QUOTED TEXT –
127 Minn. 238 | Minn. | 1914

Hallam:, J.

Plaintiff and defendant are father and son. Plaintiff, the father, owned a 200-acre farm in Watonwan county. One year he rented it to the defendant, his son. They did not agree, and the next year a mutual friend, Charles Duryea, interceded, rented the land of the father and sublet it to the son. This arrangement was followed for two seasons. Toward the end of the second season, and in September, 1911, the father announced to Duryea that he was going to sell the farm. Duryea urged him to give his son the first chance to buy. The father remonstrated at first, stating that the son could never pay for it, hut, at the instance of Duryea, consented to meet with the son and talk it over. They met. Plaintiff testified that as a result of the interview he said to his son: “I will give you a chance up to the fall, and if we can get along togedder, I sell you the farm at $55 an acre, and if we can’s get along, then I says you have to pay rent. * * * If he got it * * * I say you have to pay me * * * every year $600 * * * ■ interest * * * he have to pay me 5 per cent * * * I tell him dis way, if we go and make papers out, a deed, that we make it that way that he never could sell the land or put a mortgage on it * * * and when he is dead it goes to the children.”

DATA EXTRACT –
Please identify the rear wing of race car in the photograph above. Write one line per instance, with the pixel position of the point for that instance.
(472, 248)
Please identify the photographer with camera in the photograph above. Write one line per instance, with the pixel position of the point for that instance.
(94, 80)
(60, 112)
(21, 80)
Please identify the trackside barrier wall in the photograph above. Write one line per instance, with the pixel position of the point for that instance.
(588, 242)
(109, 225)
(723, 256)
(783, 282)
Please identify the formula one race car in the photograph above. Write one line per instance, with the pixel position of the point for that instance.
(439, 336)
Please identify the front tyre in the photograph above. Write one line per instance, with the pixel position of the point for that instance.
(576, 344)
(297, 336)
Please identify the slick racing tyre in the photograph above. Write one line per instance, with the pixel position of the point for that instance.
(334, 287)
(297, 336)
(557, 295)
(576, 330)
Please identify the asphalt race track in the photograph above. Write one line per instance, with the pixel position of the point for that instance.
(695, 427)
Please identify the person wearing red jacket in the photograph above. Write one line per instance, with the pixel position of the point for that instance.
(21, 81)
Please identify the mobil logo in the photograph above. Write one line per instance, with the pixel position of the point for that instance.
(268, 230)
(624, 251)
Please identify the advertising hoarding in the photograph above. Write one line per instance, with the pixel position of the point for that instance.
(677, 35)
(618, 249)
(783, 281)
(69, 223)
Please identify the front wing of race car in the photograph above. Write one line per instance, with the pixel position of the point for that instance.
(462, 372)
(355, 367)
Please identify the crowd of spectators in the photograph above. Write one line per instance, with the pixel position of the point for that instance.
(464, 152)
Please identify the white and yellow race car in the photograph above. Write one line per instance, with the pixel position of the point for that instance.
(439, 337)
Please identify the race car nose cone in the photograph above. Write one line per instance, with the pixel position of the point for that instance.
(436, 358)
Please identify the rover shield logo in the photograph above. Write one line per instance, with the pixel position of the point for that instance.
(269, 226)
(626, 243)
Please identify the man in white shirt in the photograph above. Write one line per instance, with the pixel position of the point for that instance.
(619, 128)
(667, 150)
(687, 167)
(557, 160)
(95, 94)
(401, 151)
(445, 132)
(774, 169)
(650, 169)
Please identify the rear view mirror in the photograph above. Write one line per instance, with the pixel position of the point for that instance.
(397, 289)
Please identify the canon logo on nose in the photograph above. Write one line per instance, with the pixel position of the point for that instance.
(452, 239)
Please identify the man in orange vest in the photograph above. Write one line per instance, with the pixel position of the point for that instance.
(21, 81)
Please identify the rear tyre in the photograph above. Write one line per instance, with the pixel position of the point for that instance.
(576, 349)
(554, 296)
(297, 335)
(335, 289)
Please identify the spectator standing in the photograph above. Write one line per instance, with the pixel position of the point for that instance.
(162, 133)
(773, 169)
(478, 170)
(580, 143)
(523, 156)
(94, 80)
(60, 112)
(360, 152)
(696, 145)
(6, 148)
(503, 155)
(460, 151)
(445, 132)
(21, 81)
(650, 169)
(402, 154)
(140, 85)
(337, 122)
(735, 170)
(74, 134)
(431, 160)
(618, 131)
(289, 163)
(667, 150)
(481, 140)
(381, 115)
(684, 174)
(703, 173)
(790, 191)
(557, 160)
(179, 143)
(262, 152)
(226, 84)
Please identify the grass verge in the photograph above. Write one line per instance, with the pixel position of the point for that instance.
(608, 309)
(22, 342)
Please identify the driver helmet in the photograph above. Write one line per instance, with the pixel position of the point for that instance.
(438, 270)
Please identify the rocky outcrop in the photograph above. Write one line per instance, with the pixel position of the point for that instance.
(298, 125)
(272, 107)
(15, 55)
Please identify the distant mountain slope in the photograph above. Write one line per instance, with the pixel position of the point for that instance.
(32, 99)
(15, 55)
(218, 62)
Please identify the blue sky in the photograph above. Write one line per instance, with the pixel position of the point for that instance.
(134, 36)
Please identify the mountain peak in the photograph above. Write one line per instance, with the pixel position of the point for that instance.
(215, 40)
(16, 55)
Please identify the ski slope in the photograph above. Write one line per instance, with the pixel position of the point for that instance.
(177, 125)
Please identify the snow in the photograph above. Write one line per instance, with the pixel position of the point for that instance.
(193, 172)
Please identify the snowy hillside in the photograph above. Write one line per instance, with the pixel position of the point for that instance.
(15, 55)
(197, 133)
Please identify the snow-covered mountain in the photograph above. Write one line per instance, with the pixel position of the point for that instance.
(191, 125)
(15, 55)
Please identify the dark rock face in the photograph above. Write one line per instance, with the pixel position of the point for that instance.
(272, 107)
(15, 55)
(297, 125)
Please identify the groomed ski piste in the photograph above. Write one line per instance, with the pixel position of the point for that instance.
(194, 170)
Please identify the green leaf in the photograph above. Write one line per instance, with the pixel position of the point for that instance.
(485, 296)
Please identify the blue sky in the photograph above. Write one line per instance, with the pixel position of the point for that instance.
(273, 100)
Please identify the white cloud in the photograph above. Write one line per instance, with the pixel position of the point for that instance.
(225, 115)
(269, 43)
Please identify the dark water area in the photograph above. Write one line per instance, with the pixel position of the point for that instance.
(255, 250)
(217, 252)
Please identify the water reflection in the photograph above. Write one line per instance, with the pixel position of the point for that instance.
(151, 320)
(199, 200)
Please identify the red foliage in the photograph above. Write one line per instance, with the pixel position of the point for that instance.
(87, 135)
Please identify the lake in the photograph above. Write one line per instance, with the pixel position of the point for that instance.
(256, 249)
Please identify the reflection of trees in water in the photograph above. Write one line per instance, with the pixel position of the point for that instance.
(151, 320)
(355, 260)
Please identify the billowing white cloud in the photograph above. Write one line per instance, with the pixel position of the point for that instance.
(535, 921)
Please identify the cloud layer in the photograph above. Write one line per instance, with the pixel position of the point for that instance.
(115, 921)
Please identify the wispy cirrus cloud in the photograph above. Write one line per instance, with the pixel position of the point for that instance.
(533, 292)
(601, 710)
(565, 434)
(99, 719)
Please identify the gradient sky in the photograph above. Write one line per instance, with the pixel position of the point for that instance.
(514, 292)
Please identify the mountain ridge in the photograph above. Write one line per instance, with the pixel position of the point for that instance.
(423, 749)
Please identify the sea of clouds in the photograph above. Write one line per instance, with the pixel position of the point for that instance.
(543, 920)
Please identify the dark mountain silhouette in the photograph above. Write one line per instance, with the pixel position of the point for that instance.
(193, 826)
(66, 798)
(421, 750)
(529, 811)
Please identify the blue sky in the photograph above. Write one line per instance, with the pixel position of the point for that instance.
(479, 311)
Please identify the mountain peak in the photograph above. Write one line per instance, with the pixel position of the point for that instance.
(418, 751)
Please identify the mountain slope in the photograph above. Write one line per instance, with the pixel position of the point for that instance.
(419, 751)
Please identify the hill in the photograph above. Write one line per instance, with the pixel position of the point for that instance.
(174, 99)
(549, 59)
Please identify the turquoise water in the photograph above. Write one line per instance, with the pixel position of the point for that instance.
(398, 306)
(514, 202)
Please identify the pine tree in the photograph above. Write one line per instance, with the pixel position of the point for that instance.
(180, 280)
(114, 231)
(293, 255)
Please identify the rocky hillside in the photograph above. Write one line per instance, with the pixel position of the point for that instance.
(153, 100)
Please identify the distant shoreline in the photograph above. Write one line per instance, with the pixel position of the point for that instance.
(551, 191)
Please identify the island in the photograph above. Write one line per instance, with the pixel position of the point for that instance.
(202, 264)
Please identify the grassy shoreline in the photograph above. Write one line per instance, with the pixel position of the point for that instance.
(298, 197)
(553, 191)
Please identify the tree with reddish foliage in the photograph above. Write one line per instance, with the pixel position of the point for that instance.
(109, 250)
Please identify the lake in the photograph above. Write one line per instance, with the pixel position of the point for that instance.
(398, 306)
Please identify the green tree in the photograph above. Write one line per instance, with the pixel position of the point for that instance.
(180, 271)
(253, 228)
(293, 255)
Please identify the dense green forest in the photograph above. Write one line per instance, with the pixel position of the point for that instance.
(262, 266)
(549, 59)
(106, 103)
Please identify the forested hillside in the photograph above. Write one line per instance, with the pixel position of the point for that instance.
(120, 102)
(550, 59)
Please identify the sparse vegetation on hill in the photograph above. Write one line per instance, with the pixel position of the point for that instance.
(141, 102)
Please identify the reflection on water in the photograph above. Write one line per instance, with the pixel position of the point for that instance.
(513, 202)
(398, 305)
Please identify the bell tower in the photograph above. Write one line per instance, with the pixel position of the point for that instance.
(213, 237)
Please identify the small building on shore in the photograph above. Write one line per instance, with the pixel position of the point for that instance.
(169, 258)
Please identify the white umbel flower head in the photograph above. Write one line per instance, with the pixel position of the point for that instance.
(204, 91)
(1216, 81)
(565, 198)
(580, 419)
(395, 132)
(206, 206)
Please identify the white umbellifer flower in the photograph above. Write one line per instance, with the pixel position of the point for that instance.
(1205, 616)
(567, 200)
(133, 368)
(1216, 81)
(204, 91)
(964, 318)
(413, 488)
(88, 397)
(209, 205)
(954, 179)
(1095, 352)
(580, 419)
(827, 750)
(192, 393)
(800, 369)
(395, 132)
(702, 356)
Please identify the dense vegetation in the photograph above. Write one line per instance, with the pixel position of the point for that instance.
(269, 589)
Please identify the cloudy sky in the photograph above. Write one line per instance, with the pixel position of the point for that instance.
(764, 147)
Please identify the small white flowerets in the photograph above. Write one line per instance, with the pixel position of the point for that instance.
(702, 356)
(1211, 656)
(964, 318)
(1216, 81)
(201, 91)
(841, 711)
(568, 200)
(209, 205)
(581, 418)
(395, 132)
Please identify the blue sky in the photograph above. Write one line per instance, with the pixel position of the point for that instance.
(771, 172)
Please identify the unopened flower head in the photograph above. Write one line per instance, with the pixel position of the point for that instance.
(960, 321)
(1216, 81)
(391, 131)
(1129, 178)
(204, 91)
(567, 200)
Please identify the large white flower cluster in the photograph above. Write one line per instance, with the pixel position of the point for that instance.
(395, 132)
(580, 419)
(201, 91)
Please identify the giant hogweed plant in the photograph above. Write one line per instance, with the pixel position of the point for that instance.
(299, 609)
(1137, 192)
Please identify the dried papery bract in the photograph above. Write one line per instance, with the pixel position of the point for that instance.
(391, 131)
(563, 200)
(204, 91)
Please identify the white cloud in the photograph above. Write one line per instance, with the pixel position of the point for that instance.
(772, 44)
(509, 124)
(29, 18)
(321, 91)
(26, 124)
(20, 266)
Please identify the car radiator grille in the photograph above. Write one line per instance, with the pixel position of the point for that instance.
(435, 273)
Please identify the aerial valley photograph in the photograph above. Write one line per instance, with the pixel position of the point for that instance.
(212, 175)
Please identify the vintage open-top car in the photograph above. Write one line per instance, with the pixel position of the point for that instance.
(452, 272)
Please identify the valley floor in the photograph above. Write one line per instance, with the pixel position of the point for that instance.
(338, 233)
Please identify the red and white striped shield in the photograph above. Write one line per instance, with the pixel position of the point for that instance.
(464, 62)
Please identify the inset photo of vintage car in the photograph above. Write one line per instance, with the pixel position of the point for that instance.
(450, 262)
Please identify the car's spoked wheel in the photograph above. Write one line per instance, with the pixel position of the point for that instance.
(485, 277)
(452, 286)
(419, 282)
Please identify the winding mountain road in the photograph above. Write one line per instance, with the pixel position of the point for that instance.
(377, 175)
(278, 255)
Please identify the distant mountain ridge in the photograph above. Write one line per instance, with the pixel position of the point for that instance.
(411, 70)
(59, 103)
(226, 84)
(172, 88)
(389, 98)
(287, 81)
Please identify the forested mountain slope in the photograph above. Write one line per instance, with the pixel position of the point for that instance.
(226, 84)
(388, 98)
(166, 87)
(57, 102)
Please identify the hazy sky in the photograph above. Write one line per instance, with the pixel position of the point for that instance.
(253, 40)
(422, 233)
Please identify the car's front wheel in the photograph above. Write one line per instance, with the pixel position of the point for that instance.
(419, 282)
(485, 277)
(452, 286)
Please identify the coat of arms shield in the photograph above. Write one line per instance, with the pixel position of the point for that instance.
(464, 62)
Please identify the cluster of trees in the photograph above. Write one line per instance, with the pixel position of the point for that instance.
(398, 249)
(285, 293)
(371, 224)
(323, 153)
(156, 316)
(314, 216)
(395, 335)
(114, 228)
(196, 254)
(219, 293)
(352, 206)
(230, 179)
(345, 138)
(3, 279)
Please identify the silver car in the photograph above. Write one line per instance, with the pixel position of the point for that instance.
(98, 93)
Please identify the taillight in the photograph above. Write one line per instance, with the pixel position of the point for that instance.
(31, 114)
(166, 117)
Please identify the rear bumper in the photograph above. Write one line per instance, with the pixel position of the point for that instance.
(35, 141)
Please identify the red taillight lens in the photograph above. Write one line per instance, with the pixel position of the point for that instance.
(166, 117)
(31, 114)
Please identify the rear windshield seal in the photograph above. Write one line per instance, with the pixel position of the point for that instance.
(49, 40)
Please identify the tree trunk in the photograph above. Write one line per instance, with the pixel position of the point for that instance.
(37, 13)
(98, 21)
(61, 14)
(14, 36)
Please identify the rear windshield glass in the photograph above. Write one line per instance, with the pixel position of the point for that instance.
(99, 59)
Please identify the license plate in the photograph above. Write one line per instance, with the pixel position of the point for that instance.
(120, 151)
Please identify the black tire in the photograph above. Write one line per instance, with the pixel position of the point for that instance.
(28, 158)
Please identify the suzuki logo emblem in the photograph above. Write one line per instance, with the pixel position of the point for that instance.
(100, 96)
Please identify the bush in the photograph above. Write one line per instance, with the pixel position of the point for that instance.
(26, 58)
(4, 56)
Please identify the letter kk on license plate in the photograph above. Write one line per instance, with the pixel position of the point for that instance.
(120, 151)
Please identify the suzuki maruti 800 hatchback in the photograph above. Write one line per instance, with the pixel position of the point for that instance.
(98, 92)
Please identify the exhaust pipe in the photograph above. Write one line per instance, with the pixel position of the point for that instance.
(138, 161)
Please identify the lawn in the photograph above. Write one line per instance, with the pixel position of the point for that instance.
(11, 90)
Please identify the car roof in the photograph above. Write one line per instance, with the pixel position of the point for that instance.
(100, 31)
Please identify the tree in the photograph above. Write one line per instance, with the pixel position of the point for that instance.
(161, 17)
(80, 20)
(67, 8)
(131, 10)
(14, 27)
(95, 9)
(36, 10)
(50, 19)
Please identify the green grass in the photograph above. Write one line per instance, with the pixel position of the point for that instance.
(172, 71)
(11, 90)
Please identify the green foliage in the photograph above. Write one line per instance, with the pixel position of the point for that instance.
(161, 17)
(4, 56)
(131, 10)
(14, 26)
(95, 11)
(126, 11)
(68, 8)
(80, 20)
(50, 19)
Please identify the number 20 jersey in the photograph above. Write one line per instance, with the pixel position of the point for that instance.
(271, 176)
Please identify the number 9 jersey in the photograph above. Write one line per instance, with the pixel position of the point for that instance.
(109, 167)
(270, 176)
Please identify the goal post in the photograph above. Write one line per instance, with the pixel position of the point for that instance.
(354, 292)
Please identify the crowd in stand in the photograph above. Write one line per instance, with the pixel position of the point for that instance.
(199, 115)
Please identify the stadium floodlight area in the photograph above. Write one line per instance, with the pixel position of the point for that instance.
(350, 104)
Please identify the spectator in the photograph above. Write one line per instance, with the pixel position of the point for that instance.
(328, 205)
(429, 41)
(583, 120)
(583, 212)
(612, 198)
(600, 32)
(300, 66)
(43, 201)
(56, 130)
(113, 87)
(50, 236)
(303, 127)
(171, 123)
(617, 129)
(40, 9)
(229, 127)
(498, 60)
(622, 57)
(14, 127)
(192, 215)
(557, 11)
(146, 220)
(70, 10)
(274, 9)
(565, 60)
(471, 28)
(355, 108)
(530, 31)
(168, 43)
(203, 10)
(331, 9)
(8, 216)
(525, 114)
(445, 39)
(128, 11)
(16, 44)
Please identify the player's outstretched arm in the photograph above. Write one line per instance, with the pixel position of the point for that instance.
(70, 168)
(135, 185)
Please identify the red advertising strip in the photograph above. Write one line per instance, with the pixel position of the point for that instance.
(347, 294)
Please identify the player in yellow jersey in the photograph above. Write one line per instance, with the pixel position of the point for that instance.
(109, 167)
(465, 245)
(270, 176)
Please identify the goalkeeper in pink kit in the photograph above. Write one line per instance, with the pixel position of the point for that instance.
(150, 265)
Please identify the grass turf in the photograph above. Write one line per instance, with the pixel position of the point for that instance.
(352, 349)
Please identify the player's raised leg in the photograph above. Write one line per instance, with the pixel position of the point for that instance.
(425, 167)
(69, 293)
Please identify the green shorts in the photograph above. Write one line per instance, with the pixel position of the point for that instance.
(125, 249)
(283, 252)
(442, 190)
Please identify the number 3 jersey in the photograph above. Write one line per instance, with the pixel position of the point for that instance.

TASK BRIEF –
Answer these questions from the court opinion, one answer per line:
(a) How large was the plaintiff's farm, and in which county was it?
(b) Which mutual friend interceded between the father and son?
(c) At what price per acre did the father say he would sell the farm to his son?

COMPLETE OUTPUT –
(a) 200 acres, in Watonwan county
(b) Charles Duryea
(c) $55 an acre